___ TEXT PASSAGE

Supporting Families
  • banner6
  • banner3
  • banner13
  • banner4
  • banner10
  • banner8
  • banner11
  • banner9
  • banner12
  • banner2
Saturday, 15 February 2020 23:22

Selective School Expansion Fund: Kent Decisions

Government has announced the six grammar schools offered £14.3 million funding from the second round of the Government Grammar School Expansion  Fund, out of the 25 that applied. None of the eight Kent and two Medway grammar schools which applied were successful. The successful schools were:  King Edward VI Handsworth School, Birmingham; Ribston Hall High School, Gloucestershire; Haberdashers’ Adams and Newport Girls’ High School Academy, both Telford and Wrekin; Altrincham Grammar School for Girls; and Stretford Grammar School, both in Trafford. 

The Kent grammar schools which applied were: Barton Court, Canterbury and Queen Elizabeth's, Faversham, both bidding for a new Annexe in Herne Bay/Whitstable; Cranbrook; Highsted, Sittingbourne; Highworth, Ashford; Skinners, Tunbridge Wells; and Wilmington Boys and Wilmington Girls, jointly, budding for a new Sixth Form complex. Also Chatham (previously called Chatham Grammar School for Girls) and Fort Pitt Grammar Schools in Medway.

A government document setting out details of the Selective Schools Expansion Fund (SSEF)  for 2019 applicants, the current scheme, sets out the criteria by which proposals are judged as follows:

The purpose of the Selective Schools Expansion Fund (SSEF) is to support the expansion of selective schools where:
• there is a need for additional places, both in terms of a shortfall of secondary places in the local area and a demand from parents for more selective places; and
• they have ambitious but deliverable plans for increasing access for disadvantaged pupils (by which we mean pupils eligible for the pupil premium), and
• they have plans to work with other local schools to increase access for disadvantaged pupils and to raise attainment.

______
___ DATASET EXTRACT

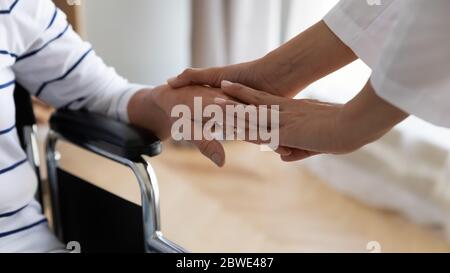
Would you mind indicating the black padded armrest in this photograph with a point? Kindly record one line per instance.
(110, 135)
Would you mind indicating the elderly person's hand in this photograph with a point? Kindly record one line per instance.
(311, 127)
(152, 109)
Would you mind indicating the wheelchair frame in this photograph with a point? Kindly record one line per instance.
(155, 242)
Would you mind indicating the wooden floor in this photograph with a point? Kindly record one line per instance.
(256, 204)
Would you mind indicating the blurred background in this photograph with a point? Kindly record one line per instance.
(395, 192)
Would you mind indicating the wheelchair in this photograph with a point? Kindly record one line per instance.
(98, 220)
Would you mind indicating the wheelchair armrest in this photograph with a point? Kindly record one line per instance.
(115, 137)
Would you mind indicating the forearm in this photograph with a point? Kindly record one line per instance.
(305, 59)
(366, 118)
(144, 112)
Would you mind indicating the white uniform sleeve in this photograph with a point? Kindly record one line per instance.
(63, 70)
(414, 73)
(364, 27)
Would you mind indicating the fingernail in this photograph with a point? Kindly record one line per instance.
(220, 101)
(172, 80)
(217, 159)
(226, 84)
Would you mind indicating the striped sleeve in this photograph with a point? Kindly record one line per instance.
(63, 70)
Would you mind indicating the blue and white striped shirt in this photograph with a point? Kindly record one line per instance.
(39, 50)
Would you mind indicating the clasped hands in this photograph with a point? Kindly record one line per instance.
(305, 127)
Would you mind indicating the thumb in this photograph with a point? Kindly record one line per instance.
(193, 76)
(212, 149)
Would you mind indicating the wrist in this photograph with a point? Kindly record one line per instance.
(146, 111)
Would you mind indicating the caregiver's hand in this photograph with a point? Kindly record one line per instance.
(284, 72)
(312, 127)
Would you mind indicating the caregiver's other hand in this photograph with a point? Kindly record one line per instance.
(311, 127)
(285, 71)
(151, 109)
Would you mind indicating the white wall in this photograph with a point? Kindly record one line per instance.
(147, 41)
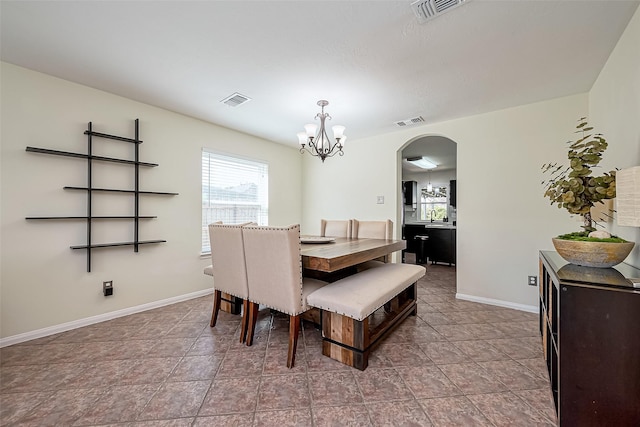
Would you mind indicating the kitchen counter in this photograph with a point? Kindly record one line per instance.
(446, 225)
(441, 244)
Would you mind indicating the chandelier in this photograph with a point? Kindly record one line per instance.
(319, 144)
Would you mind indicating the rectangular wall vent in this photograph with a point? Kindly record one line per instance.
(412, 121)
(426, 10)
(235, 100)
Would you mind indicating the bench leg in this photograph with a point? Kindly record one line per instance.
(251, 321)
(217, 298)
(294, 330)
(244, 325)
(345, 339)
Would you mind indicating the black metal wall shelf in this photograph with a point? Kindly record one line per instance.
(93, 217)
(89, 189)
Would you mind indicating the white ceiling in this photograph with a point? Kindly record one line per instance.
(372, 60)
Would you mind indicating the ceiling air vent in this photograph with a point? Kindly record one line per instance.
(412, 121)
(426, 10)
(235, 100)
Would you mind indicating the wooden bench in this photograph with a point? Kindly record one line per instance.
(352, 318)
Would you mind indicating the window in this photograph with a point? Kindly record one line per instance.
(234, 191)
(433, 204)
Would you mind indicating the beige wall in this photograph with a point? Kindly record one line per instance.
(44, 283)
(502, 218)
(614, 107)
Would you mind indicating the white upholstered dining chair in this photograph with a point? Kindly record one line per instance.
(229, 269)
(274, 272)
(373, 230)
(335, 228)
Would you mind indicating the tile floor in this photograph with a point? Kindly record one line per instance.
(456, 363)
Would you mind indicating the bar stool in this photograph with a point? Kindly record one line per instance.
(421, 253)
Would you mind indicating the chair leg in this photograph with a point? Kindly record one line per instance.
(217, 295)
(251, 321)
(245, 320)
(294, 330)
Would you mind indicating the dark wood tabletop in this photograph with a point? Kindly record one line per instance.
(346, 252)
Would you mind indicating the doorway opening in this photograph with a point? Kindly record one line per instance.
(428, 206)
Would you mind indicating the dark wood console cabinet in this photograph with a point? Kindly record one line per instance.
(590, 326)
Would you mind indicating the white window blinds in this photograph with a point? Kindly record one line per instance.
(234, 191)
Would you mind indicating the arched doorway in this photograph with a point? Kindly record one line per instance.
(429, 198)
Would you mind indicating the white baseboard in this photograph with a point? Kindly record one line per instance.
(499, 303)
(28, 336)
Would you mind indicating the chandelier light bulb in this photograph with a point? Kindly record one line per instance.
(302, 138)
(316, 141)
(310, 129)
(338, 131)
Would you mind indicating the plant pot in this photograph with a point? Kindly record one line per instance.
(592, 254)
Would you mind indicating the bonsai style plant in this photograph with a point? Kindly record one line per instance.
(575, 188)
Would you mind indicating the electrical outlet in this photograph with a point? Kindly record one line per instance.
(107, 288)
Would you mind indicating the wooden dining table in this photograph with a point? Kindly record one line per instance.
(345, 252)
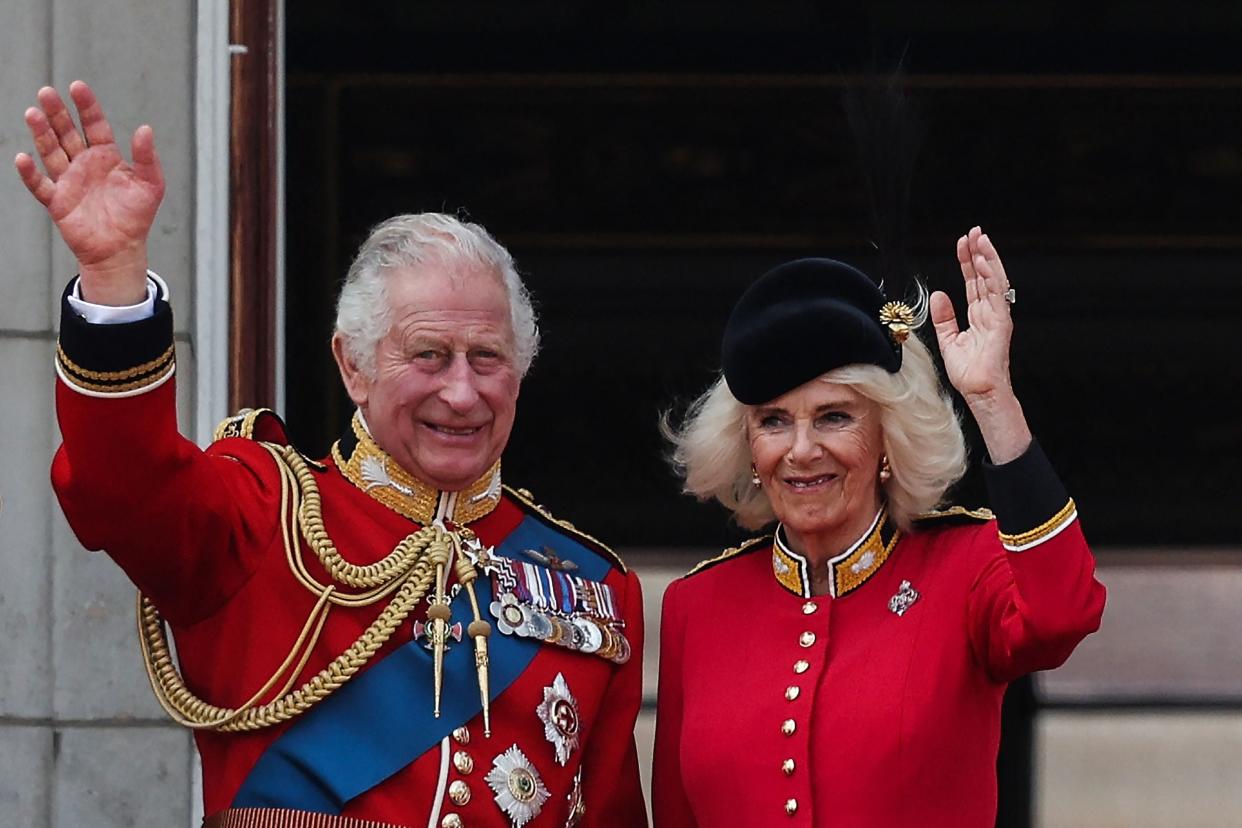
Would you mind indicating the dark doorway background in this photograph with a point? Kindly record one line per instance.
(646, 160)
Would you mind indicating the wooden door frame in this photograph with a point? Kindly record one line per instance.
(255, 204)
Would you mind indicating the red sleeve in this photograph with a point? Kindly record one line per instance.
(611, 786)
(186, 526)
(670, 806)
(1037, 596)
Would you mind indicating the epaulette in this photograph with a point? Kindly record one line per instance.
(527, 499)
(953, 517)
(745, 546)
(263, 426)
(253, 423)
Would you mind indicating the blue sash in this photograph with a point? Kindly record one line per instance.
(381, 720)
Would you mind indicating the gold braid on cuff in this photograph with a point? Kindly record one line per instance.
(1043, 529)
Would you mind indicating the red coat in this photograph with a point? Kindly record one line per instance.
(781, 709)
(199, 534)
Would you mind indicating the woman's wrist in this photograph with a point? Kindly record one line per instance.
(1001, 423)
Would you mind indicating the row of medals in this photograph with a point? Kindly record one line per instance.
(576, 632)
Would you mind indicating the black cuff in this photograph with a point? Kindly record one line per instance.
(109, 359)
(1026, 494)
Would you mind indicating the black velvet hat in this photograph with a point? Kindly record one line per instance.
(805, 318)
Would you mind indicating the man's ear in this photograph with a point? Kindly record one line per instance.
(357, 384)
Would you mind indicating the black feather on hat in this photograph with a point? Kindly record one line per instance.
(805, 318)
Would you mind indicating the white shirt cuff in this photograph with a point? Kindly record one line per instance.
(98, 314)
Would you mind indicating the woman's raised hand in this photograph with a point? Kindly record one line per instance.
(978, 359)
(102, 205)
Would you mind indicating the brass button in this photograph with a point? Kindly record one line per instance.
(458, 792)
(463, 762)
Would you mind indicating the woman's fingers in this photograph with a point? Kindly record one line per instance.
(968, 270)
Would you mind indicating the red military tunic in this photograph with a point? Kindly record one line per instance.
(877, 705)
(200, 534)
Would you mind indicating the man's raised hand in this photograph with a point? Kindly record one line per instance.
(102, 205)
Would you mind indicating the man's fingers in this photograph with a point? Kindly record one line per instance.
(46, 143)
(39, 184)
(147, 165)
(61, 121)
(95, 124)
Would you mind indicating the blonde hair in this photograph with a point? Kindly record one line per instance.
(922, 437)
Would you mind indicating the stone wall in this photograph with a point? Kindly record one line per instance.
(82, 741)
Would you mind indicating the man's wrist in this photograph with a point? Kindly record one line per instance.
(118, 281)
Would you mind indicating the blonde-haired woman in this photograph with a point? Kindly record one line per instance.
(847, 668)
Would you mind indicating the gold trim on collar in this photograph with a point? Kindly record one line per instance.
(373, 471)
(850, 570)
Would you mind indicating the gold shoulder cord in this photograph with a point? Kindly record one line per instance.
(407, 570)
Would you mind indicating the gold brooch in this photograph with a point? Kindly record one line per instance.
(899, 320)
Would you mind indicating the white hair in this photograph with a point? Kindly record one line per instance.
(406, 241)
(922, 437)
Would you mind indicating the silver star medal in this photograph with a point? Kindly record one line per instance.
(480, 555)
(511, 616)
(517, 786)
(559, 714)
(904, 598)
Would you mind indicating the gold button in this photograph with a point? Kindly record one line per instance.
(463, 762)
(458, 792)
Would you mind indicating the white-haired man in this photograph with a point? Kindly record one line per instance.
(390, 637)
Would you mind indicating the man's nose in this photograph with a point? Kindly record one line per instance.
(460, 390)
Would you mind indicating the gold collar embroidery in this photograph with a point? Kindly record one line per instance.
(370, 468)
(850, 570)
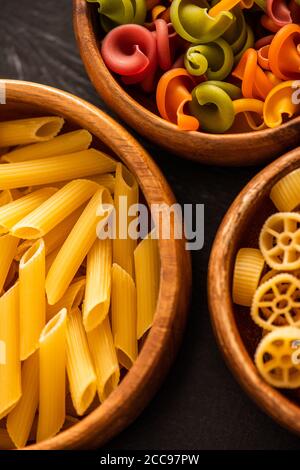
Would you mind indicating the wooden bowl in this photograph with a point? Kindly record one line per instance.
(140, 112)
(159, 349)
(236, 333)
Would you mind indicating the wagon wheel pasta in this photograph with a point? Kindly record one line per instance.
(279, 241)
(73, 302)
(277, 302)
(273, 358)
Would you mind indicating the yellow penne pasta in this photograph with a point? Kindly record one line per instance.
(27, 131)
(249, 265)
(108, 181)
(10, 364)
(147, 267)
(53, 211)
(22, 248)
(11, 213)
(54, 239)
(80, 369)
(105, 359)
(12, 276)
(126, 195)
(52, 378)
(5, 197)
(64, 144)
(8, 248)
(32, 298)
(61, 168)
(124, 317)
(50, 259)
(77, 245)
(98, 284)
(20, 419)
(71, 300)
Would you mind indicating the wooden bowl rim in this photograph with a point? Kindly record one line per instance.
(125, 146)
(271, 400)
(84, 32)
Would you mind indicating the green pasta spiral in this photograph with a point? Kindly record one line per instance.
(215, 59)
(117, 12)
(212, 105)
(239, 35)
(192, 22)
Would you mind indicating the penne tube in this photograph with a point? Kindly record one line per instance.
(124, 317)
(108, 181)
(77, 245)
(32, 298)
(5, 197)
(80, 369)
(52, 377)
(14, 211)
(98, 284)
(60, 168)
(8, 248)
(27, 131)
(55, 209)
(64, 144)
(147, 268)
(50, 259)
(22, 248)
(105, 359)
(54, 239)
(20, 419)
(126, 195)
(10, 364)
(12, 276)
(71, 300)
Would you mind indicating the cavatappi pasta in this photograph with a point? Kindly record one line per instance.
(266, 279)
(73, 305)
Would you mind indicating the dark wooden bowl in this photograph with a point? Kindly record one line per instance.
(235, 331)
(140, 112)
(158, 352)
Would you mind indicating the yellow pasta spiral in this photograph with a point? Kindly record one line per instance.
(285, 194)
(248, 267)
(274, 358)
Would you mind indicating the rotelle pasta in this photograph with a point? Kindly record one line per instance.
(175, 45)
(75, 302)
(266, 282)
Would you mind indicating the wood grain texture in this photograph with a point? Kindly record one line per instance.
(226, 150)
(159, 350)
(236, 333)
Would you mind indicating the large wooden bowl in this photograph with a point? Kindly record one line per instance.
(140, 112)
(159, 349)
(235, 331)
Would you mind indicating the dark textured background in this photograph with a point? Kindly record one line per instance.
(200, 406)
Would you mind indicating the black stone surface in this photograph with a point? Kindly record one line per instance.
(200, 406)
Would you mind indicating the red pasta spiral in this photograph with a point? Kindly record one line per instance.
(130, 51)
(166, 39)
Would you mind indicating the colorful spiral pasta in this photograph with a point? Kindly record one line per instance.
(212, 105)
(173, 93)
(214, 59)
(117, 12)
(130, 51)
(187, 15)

______

● JOBS
a. In the text on the Selective School Expansion Fund, how much funding did the six successful grammar schools receive?
b. Write out the text on the Selective School Expansion Fund, everything from "The Kent grammar" down to "Schools in Medway.".
The lines play no part in what is asked here.

● RESULTS OF THE TASKS
a. £14.3 million.

b.
The Kent grammar schools which applied were: Barton Court, Canterbury and Queen Elizabeth's, Faversham, both bidding for a new Annexe in Herne Bay/Whitstable; Cranbrook; Highsted, Sittingbourne; Highworth, Ashford; Skinners, Tunbridge Wells; and Wilmington Boys and Wilmington Girls, jointly, budding for a new Sixth Form complex. Also Chatham (previously called Chatham Grammar School for Girls) and Fort Pitt Grammar Schools in Medway.